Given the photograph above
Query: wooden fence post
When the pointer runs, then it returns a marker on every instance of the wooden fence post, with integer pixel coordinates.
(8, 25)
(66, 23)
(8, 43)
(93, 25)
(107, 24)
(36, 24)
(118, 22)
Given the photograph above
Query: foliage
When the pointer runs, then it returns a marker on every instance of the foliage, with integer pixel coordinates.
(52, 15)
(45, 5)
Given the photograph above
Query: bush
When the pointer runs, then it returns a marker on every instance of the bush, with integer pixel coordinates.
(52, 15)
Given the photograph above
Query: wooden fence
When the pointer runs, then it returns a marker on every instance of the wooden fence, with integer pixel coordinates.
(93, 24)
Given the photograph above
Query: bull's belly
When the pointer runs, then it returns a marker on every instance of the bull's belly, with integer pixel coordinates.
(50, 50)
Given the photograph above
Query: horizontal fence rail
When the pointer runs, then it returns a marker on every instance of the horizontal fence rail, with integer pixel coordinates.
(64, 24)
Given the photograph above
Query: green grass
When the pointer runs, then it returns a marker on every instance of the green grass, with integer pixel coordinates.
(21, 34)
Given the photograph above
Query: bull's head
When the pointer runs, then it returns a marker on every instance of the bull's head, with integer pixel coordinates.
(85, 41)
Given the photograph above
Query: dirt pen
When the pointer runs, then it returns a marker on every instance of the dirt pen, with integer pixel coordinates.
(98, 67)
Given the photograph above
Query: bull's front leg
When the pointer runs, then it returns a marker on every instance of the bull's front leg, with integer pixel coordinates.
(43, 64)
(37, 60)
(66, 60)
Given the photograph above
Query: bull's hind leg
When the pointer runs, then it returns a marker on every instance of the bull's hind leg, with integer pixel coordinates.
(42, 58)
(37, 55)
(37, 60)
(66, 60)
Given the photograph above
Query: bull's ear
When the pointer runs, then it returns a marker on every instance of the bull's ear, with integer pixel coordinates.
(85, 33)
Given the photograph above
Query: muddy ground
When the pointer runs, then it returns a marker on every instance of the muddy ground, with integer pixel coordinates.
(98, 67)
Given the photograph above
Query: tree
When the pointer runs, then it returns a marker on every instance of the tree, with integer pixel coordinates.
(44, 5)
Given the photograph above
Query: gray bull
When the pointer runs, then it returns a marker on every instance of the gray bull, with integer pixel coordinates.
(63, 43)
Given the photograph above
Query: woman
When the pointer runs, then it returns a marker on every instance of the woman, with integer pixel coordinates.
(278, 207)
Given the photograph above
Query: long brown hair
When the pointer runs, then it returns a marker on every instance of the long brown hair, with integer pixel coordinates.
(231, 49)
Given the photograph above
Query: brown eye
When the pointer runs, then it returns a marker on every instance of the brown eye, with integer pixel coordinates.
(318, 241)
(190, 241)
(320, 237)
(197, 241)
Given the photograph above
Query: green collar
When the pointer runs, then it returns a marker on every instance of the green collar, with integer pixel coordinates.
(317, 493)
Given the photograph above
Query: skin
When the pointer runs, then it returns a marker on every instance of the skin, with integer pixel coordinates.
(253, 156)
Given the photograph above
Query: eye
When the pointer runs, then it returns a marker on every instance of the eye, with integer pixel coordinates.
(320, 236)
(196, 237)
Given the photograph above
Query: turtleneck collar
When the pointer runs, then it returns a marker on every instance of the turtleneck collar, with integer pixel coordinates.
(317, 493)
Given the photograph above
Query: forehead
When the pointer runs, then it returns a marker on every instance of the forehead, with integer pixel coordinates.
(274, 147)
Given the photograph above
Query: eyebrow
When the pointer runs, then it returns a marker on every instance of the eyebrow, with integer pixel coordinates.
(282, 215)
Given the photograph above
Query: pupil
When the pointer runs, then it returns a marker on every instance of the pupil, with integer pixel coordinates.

--- Exercise description ---
Search the entries above for lines containing the word "pupil", and copy each one.

--- Answer below ---
Query: pupil
When the pointer runs, then it returns a marker on every instance of the pupil, with integer pixel coordinates.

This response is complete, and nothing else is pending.